• [What you have to do]: Reproduce verbatim the lines from the start of the records through the line containing "left=111, top=154, right=123, bottom=161", both ends included, and omit the pictures from your reply.

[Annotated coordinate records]
------------------------------------------------
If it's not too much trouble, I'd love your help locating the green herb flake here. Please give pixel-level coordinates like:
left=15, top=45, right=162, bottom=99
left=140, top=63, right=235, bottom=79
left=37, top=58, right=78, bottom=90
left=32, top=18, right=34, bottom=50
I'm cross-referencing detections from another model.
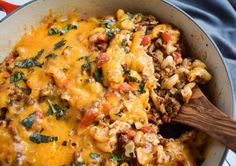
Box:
left=47, top=99, right=65, bottom=120
left=93, top=69, right=102, bottom=84
left=21, top=112, right=36, bottom=129
left=111, top=154, right=123, bottom=161
left=35, top=49, right=45, bottom=59
left=138, top=82, right=146, bottom=94
left=45, top=53, right=58, bottom=59
left=121, top=38, right=129, bottom=54
left=48, top=24, right=78, bottom=35
left=30, top=131, right=58, bottom=144
left=15, top=58, right=42, bottom=68
left=89, top=153, right=100, bottom=161
left=10, top=71, right=25, bottom=83
left=54, top=39, right=66, bottom=50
------------------------------------------------
• [Correct response]:
If it's not too much trouble, I'd love your help locating the green herb flake here. Please give pixel-level coordinates like:
left=15, top=45, right=162, bottom=99
left=140, top=63, right=235, bottom=79
left=37, top=58, right=78, bottom=90
left=32, top=18, right=34, bottom=50
I'm cross-referencing detections from another model.
Box:
left=47, top=99, right=65, bottom=120
left=93, top=69, right=102, bottom=84
left=21, top=112, right=36, bottom=129
left=111, top=154, right=123, bottom=161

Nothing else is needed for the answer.